| Directions |
Write out every entry word for word.

| Input material |
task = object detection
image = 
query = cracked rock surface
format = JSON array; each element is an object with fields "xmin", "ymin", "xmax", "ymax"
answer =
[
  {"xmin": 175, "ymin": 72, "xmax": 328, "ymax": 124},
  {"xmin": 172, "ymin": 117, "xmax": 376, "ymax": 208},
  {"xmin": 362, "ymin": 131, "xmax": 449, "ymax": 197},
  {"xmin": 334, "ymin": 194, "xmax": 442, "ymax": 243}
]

| Correct result |
task = object detection
image = 
query = cracked rock surface
format = JSON array; each element is an object with fields "xmin", "ymin", "xmax", "ymax"
answer =
[
  {"xmin": 175, "ymin": 72, "xmax": 328, "ymax": 124},
  {"xmin": 172, "ymin": 117, "xmax": 376, "ymax": 208},
  {"xmin": 362, "ymin": 131, "xmax": 449, "ymax": 197},
  {"xmin": 334, "ymin": 194, "xmax": 442, "ymax": 243}
]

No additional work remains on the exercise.